WHAT TO DO:
Write out, unchanged, the lines from the one holding "Query: antenna on ridge" to the close of the listing. Both the first and last lines belong in it.

TASK INPUT:

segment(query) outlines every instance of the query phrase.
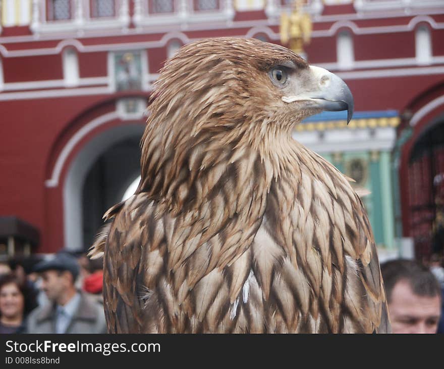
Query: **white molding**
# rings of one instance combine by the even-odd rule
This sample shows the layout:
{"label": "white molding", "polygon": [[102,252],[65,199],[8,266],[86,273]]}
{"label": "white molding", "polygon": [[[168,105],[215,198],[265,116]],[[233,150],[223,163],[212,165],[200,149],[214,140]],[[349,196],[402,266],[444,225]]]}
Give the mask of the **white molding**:
{"label": "white molding", "polygon": [[292,136],[319,154],[339,151],[391,150],[396,140],[396,128],[347,127],[321,131],[295,131]]}
{"label": "white molding", "polygon": [[[110,59],[108,58],[108,62]],[[336,64],[335,64],[336,65]],[[317,66],[330,70],[335,70],[334,67],[328,68],[325,64],[319,64]],[[108,67],[109,70],[109,67]],[[341,78],[349,79],[366,79],[382,77],[396,77],[414,75],[442,74],[444,73],[444,66],[438,67],[420,67],[418,68],[400,68],[393,69],[379,69],[356,71],[337,72],[336,74]],[[111,83],[110,74],[108,77],[97,77],[81,78],[79,85],[91,86],[97,84],[106,84],[105,86],[85,87],[82,88],[61,88],[60,89],[42,89],[36,91],[21,91],[20,89],[33,88],[63,87],[64,80],[50,80],[25,82],[8,83],[4,84],[4,90],[17,92],[4,92],[0,94],[0,101],[15,100],[28,100],[48,98],[61,98],[72,96],[81,96],[109,94],[114,91]],[[157,73],[144,74],[142,79],[142,90],[151,90],[152,83],[158,77]]]}
{"label": "white molding", "polygon": [[[181,25],[183,28],[188,29],[189,25],[197,23],[232,22],[235,11],[232,0],[220,0],[220,9],[207,11],[195,12],[193,9],[193,0],[176,0],[176,11],[172,14],[149,14],[140,4],[140,0],[135,3],[133,22],[136,27],[171,24]],[[164,27],[163,27],[164,29]]]}
{"label": "white molding", "polygon": [[355,63],[353,38],[348,31],[340,32],[336,36],[336,55],[340,69],[353,69]]}
{"label": "white molding", "polygon": [[441,8],[442,0],[386,0],[385,1],[369,1],[356,0],[354,2],[355,9],[358,12],[387,12],[391,10],[402,11],[408,14],[414,9],[430,8]]}
{"label": "white molding", "polygon": [[[436,14],[442,14],[442,11],[436,12]],[[335,23],[332,25],[331,27],[328,30],[321,30],[313,31],[311,37],[329,37],[334,35],[337,32],[339,28],[341,27],[345,27],[350,28],[353,33],[355,34],[372,34],[375,33],[395,33],[402,32],[409,32],[414,29],[416,24],[419,22],[426,22],[430,24],[430,26],[434,29],[441,29],[444,28],[444,23],[439,23],[436,22],[430,15],[430,14],[418,14],[416,15],[412,19],[410,20],[408,24],[395,25],[395,26],[384,26],[379,27],[360,27],[357,26],[353,21],[359,20],[361,19],[366,19],[357,17],[354,17],[353,15],[347,15],[345,16],[346,18],[344,19],[338,18],[335,20],[327,20],[322,19],[321,20],[317,20],[319,23],[322,22],[330,22],[335,21]],[[138,16],[136,16],[136,18]],[[157,16],[161,17],[162,16]],[[402,16],[405,17],[406,15]],[[153,16],[154,17],[154,16]],[[376,18],[389,18],[386,15],[384,16],[381,16]],[[133,21],[136,22],[136,20],[133,18]],[[314,20],[315,22],[316,20]],[[164,33],[165,30],[164,25],[162,25],[162,23],[160,22],[157,24],[155,22],[149,22],[147,23],[146,26],[140,24],[140,21],[137,21],[138,23],[138,26],[136,28],[125,29],[125,34],[128,35],[131,34],[140,34],[141,33]],[[33,23],[31,25],[31,29],[33,29],[36,26]],[[84,32],[83,34],[79,33],[78,28],[71,26],[65,26],[58,30],[60,34],[54,35],[52,32],[49,33],[40,33],[34,35],[33,36],[16,36],[8,37],[0,37],[0,43],[9,43],[11,42],[32,42],[36,40],[56,40],[60,39],[62,37],[76,37],[79,38],[83,37],[103,37],[103,36],[119,36],[122,34],[122,31],[118,26],[116,26],[113,29],[103,28],[99,30],[100,25],[97,23],[98,26],[96,26],[92,25],[87,30],[86,34]],[[115,22],[114,24],[116,25]],[[180,22],[176,22],[176,24],[171,24],[170,29],[177,27],[176,30],[179,31],[181,29],[181,24]],[[279,25],[279,22],[278,20],[273,20],[270,19],[264,19],[260,20],[254,21],[230,21],[229,24],[226,22],[211,22],[210,20],[208,18],[205,18],[203,20],[202,23],[194,23],[190,22],[187,23],[187,30],[188,31],[198,31],[198,30],[224,30],[233,28],[250,28],[253,27],[268,26]],[[121,27],[120,27],[121,28]],[[239,37],[243,35],[240,35]],[[270,37],[271,39],[279,40],[280,39],[280,35],[279,33],[273,32],[272,37]]]}
{"label": "white molding", "polygon": [[[128,113],[125,110],[126,100],[129,99],[133,100],[136,104],[134,113]],[[116,102],[116,111],[122,120],[139,120],[143,118],[147,102],[146,99],[142,98],[123,98]]]}
{"label": "white molding", "polygon": [[367,79],[368,78],[442,74],[442,73],[444,73],[444,66],[338,72],[336,74],[343,79]]}
{"label": "white molding", "polygon": [[414,127],[418,122],[429,113],[435,109],[438,106],[444,105],[444,96],[440,96],[432,100],[428,104],[424,105],[417,112],[416,112],[410,119],[410,124],[412,127]]}
{"label": "white molding", "polygon": [[0,101],[108,95],[110,92],[111,91],[108,87],[87,87],[79,88],[61,88],[60,89],[47,89],[25,92],[2,93],[0,94]]}
{"label": "white molding", "polygon": [[[31,30],[39,37],[45,33],[60,33],[64,32],[76,32],[83,35],[85,31],[103,29],[126,29],[130,25],[129,8],[128,0],[121,0],[121,6],[116,16],[103,19],[92,18],[89,2],[74,0],[73,17],[66,21],[46,21],[46,2],[39,3],[33,0],[32,21]],[[85,5],[86,6],[84,6]],[[88,35],[88,36],[89,36]],[[60,35],[59,35],[60,37]]]}
{"label": "white molding", "polygon": [[430,64],[433,56],[430,29],[422,25],[415,31],[415,54],[416,62],[421,65]]}
{"label": "white molding", "polygon": [[[303,7],[305,12],[310,14],[315,19],[321,17],[324,6],[321,0],[312,0],[308,5]],[[265,8],[265,14],[270,18],[279,19],[283,12],[289,12],[291,10],[290,6],[282,6],[280,0],[273,1],[271,4],[267,5]]]}
{"label": "white molding", "polygon": [[[1,4],[0,4],[1,5]],[[1,17],[1,15],[0,15]],[[2,58],[0,58],[0,91],[5,90],[5,80],[3,77],[3,63],[2,62]]]}
{"label": "white molding", "polygon": [[65,87],[77,87],[80,82],[79,56],[77,51],[67,48],[62,55],[63,67],[63,79]]}
{"label": "white molding", "polygon": [[[125,44],[129,45],[129,44]],[[114,55],[117,53],[134,53],[134,54],[140,54],[140,63],[142,68],[142,81],[141,81],[141,90],[150,91],[151,90],[151,82],[154,80],[153,76],[157,78],[157,74],[150,74],[148,70],[148,51],[145,48],[125,48],[115,51],[110,51],[108,53],[107,59],[107,73],[108,75],[108,85],[109,86],[110,91],[116,91],[116,80],[115,78],[115,65]]]}
{"label": "white molding", "polygon": [[[89,77],[80,78],[78,85],[83,86],[107,85],[107,77]],[[23,91],[23,90],[54,88],[65,87],[63,79],[50,79],[44,81],[32,81],[32,82],[11,82],[5,83],[4,91]]]}
{"label": "white molding", "polygon": [[65,162],[74,148],[82,141],[83,137],[97,127],[119,118],[119,115],[117,111],[111,112],[93,119],[76,132],[64,146],[63,149],[59,154],[56,163],[52,168],[51,177],[45,181],[45,186],[48,188],[57,187],[59,186],[60,174]]}

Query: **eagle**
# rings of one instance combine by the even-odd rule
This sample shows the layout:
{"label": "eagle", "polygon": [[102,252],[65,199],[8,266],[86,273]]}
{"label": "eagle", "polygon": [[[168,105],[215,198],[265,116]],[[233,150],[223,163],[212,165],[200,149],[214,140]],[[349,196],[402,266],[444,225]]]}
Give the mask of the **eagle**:
{"label": "eagle", "polygon": [[90,251],[109,332],[389,332],[362,203],[292,137],[309,116],[353,110],[342,79],[282,46],[180,49],[150,97],[138,187]]}

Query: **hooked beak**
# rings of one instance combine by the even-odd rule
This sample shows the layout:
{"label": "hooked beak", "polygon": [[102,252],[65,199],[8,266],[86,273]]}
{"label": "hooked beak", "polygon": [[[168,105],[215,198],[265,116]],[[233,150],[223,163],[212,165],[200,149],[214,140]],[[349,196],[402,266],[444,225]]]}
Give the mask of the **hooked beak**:
{"label": "hooked beak", "polygon": [[345,82],[338,76],[319,67],[310,66],[309,88],[298,95],[283,97],[286,103],[310,101],[314,107],[327,111],[347,111],[347,124],[353,115],[353,96]]}

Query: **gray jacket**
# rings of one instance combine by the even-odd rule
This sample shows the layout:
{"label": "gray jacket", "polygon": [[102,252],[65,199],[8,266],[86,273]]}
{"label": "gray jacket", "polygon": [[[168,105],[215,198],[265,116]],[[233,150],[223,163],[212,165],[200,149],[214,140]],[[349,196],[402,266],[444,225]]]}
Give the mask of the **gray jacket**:
{"label": "gray jacket", "polygon": [[[28,317],[28,333],[56,333],[56,304],[48,303],[34,310]],[[103,305],[84,292],[66,333],[106,333]]]}

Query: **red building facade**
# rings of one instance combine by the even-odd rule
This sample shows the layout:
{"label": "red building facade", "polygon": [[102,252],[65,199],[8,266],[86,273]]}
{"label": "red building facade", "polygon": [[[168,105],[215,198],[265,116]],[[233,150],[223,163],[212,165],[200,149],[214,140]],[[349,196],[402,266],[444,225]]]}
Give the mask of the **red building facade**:
{"label": "red building facade", "polygon": [[[3,0],[0,215],[37,228],[37,252],[83,248],[85,232],[98,225],[85,230],[88,213],[118,201],[137,175],[137,166],[122,156],[137,159],[132,143],[143,132],[147,99],[164,61],[204,37],[279,43],[287,3],[19,0],[11,10],[12,2]],[[431,189],[444,160],[439,156],[430,169],[427,160],[441,155],[439,143],[426,155],[417,145],[426,147],[424,132],[444,122],[442,2],[313,0],[305,9],[313,21],[310,63],[345,80],[355,111],[369,119],[367,128],[381,112],[397,119],[387,144],[399,182],[399,198],[397,186],[391,198],[395,222],[401,221],[396,236],[429,248],[430,239],[421,237],[436,223]],[[414,152],[423,163],[412,159]],[[93,204],[101,181],[109,193]]]}

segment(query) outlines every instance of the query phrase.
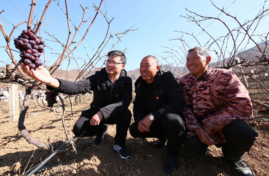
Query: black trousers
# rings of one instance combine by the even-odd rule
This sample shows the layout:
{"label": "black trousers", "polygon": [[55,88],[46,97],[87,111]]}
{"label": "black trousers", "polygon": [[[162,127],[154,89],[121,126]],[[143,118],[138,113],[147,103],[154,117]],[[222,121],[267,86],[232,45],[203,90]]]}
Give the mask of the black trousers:
{"label": "black trousers", "polygon": [[73,133],[75,135],[76,137],[94,136],[102,133],[105,128],[103,124],[116,124],[115,143],[125,145],[127,131],[131,124],[132,116],[131,112],[126,109],[107,119],[103,119],[98,125],[92,126],[90,123],[91,120],[99,111],[92,108],[82,112],[73,128]]}
{"label": "black trousers", "polygon": [[185,119],[183,118],[184,121],[177,114],[168,114],[162,119],[154,121],[150,128],[150,132],[145,133],[138,131],[139,121],[135,121],[130,127],[130,133],[135,138],[159,139],[166,137],[168,139],[166,147],[168,152],[177,155],[185,137]]}
{"label": "black trousers", "polygon": [[[227,142],[215,145],[222,147],[223,155],[234,162],[243,160],[246,152],[249,152],[258,136],[248,123],[238,120],[231,122],[223,128],[222,132]],[[201,142],[197,136],[186,138],[184,145],[190,151],[198,153],[204,153],[208,147]]]}

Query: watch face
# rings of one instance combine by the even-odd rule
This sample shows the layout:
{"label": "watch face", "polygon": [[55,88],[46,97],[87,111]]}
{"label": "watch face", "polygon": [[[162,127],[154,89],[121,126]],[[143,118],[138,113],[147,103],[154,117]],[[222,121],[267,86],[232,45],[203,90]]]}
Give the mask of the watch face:
{"label": "watch face", "polygon": [[154,119],[154,117],[152,115],[150,116],[150,120],[151,121],[153,121]]}

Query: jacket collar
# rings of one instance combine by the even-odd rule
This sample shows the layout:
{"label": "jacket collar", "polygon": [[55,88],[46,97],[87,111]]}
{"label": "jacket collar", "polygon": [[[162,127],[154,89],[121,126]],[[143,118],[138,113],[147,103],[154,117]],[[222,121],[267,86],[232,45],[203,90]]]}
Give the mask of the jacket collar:
{"label": "jacket collar", "polygon": [[208,68],[207,69],[207,70],[203,74],[203,75],[200,77],[196,77],[195,75],[193,74],[192,74],[192,77],[196,78],[197,79],[199,79],[200,80],[202,80],[204,78],[206,78],[208,77],[208,75],[211,73],[212,72],[212,69],[211,68],[211,67],[209,65],[208,66]]}

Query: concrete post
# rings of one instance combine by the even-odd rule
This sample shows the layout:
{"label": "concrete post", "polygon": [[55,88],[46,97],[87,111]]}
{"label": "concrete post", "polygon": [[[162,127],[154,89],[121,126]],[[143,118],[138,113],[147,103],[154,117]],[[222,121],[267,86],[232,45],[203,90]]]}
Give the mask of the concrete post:
{"label": "concrete post", "polygon": [[[240,62],[240,59],[239,57],[235,57],[235,60],[236,60],[236,61],[239,63]],[[240,68],[240,69],[241,70],[242,73],[244,74],[244,71],[243,70],[243,68],[241,67],[241,65],[238,65],[238,67]],[[247,88],[248,87],[249,85],[248,84],[248,81],[247,81],[247,79],[246,79],[246,77],[245,76],[245,75],[242,75],[242,78],[243,78],[243,82],[244,82],[244,84],[245,85],[245,87]]]}
{"label": "concrete post", "polygon": [[10,121],[16,121],[19,119],[20,107],[18,85],[12,84],[9,89],[9,119]]}

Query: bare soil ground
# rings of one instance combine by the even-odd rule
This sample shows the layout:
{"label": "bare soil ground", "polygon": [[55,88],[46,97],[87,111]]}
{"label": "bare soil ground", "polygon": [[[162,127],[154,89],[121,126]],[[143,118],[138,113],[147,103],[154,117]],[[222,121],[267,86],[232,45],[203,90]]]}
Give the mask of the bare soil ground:
{"label": "bare soil ground", "polygon": [[[249,89],[250,93],[258,92]],[[268,94],[252,95],[253,99],[268,104]],[[81,111],[88,108],[90,102],[66,108],[65,123],[69,136]],[[248,121],[259,133],[259,137],[244,160],[256,175],[269,175],[269,111],[255,104],[253,117]],[[132,104],[129,107],[132,108]],[[62,111],[54,113],[44,108],[31,109],[25,122],[29,133],[35,139],[48,143],[51,138],[56,149],[66,141],[61,119]],[[20,134],[16,122],[9,121],[9,114],[0,116],[0,175],[26,175],[35,166],[51,154],[50,151],[29,143]],[[134,139],[128,134],[127,145],[132,152],[130,159],[121,158],[113,149],[115,125],[109,125],[104,143],[93,146],[94,137],[78,139],[75,142],[77,153],[54,157],[35,175],[164,175],[163,166],[166,157],[165,147],[155,149],[152,145],[157,139]],[[71,149],[68,146],[65,148]],[[209,147],[203,159],[196,157],[183,146],[179,157],[180,168],[171,175],[232,175],[220,148]],[[29,173],[29,172],[28,172]]]}

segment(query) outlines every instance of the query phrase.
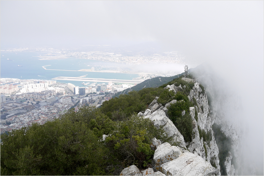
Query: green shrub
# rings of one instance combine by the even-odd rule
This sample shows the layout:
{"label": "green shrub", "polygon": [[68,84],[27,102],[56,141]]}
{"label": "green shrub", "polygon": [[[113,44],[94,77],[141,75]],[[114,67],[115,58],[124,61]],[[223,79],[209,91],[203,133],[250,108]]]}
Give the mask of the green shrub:
{"label": "green shrub", "polygon": [[163,129],[158,129],[150,119],[142,117],[132,116],[126,121],[118,122],[116,127],[105,141],[110,151],[109,165],[120,166],[113,166],[114,175],[133,164],[145,168],[154,153],[150,146],[152,139],[155,137],[163,142],[168,140]]}
{"label": "green shrub", "polygon": [[158,99],[158,102],[161,103],[162,105],[164,106],[166,103],[173,100],[175,99],[175,93],[172,91],[169,91],[168,89],[164,90]]}
{"label": "green shrub", "polygon": [[108,149],[80,117],[65,114],[1,135],[1,175],[105,175]]}
{"label": "green shrub", "polygon": [[[178,101],[171,105],[168,112],[169,118],[186,142],[191,141],[193,132],[192,121],[189,109],[188,102],[183,101]],[[185,114],[183,116],[181,113],[183,110],[185,110]]]}

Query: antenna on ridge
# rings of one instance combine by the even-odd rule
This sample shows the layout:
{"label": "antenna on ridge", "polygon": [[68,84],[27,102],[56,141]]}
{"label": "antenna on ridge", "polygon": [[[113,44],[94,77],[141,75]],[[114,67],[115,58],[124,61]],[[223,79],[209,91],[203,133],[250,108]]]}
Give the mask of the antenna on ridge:
{"label": "antenna on ridge", "polygon": [[185,65],[184,66],[184,77],[188,76],[188,66]]}

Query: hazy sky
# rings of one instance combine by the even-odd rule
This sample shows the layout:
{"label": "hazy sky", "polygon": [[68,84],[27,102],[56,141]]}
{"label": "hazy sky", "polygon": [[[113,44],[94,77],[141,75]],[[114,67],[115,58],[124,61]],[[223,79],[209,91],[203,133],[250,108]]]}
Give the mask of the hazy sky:
{"label": "hazy sky", "polygon": [[209,60],[242,100],[263,163],[263,2],[1,1],[1,47],[153,41]]}

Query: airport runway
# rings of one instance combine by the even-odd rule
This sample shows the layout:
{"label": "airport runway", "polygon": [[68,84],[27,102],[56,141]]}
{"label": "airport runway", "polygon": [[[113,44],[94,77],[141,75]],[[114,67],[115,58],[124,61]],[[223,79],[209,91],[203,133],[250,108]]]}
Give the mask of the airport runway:
{"label": "airport runway", "polygon": [[138,84],[142,82],[144,80],[126,80],[125,79],[105,79],[103,78],[91,78],[79,77],[67,77],[59,76],[52,78],[52,79],[58,80],[68,80],[69,81],[79,81],[87,82],[112,82],[114,83],[124,83]]}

RESULT OF THE EXERCISE:
Query: antenna on ridge
# rings of one instance combine by the even-odd rule
This sample shows the layout:
{"label": "antenna on ridge", "polygon": [[68,84],[27,102],[56,141]]}
{"label": "antenna on ridge", "polygon": [[[113,44],[94,77],[141,75]],[[114,67],[115,58],[124,61]],[[223,79],[209,91],[203,133],[250,108]]]}
Give the mask of the antenna on ridge:
{"label": "antenna on ridge", "polygon": [[185,65],[184,66],[184,77],[188,76],[188,66]]}

Query: hazy sky
# rings of one instance combine by the even-odd rule
This sample shows the layout:
{"label": "hazy sky", "polygon": [[68,84],[27,102],[56,141]]}
{"label": "hazy sky", "polygon": [[[113,44],[94,77],[141,75]],[[114,67],[115,58],[124,61]],[[223,79],[209,91],[203,133],[250,108]]]}
Give the mask of the hazy sky:
{"label": "hazy sky", "polygon": [[209,60],[242,100],[263,163],[263,2],[1,1],[1,47],[153,41]]}

Query: airport runway
# rings of one instance combine by the even-odd rule
This sample shows the layout:
{"label": "airport runway", "polygon": [[68,84],[27,102],[56,141]]}
{"label": "airport runway", "polygon": [[[113,44],[94,77],[141,75]],[[114,67],[115,58],[124,61]],[[223,79],[209,91],[203,133],[250,108]]]}
Give the mask of the airport runway:
{"label": "airport runway", "polygon": [[138,84],[142,82],[144,80],[126,80],[125,79],[105,79],[103,78],[91,78],[79,77],[67,77],[59,76],[52,78],[52,79],[58,80],[68,80],[69,81],[79,81],[87,82],[112,82],[114,83],[124,83]]}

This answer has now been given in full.